● **Directions for this task**
Copy out the lines below word for word, without changing a single character.

(Pointing entries for named objects)
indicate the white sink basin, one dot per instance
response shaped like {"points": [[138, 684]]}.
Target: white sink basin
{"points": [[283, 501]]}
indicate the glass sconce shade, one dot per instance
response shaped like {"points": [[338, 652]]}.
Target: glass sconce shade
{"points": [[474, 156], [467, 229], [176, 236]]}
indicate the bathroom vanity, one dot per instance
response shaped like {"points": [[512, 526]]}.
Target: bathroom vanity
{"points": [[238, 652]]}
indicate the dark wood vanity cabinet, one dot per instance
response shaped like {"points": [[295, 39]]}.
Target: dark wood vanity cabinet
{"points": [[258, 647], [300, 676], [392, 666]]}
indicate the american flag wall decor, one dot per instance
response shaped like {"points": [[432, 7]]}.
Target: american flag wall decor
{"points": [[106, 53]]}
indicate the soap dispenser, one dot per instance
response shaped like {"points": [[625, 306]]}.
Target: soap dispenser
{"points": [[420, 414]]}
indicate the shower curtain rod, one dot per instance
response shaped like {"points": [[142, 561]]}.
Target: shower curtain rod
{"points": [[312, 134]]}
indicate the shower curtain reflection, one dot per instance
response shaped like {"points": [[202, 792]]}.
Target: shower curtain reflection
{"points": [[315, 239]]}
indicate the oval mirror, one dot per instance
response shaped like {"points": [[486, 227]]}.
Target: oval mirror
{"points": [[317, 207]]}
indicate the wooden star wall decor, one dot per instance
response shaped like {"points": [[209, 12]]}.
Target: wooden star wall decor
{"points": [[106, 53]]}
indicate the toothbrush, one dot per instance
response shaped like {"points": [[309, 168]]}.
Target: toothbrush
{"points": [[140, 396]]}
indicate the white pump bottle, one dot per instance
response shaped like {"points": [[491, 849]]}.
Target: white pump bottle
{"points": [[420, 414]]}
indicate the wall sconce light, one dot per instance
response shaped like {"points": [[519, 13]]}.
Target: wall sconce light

● **Result for this task**
indicate the white sink basin, one dot per instance
response shaped like {"points": [[138, 684]]}.
Target: white sink basin
{"points": [[283, 501]]}
indicate the glass sconce shade, one dot per instance
response shaped like {"points": [[338, 652]]}.
Target: glass sconce shade
{"points": [[474, 156], [467, 229], [176, 236]]}
indicate the bathroom vanity, one dot per instance
response shaped like {"points": [[512, 526]]}.
Target: bathroom vanity
{"points": [[238, 652]]}
indicate the dark wood vanity cabinet, one dot per instance
response shaped like {"points": [[295, 39]]}.
Target: dark wood vanity cabinet
{"points": [[258, 647], [300, 676], [392, 666]]}
indicate the american flag wall decor, one dot per instance
response shaped like {"points": [[432, 7]]}.
Target: american flag wall decor
{"points": [[106, 53]]}
indicate the soap dispenser, one dot per instance
response shaped like {"points": [[625, 306]]}.
Target: soap dispenser
{"points": [[420, 414]]}
indicate the shower curtain rod, one dot per instance
response shaped like {"points": [[142, 561]]}.
Target: shower curtain rod
{"points": [[312, 134]]}
indicate the shower curtain reflection, one dot per instance
response shaped like {"points": [[202, 792]]}.
Target: shower curtain reflection
{"points": [[315, 239]]}
indicate the oval mirror, one dot per instance
response shaped like {"points": [[486, 227]]}.
Target: oval mirror
{"points": [[317, 207]]}
indicate the wooden star wall decor, one dot per instance
response shaped like {"points": [[209, 12]]}.
Target: wooden star wall decor
{"points": [[106, 53]]}
indicate the toothbrush, one dot per instance
response shaped like {"points": [[309, 168]]}.
Target: toothbrush
{"points": [[140, 396]]}
indicate the white pump bottle, one dot per instance
response shaped like {"points": [[491, 849]]}.
Target: white pump bottle
{"points": [[420, 414]]}
indicate the wall sconce light, one dot per instance
response shaped like {"points": [[519, 13]]}.
Target: wall sconce light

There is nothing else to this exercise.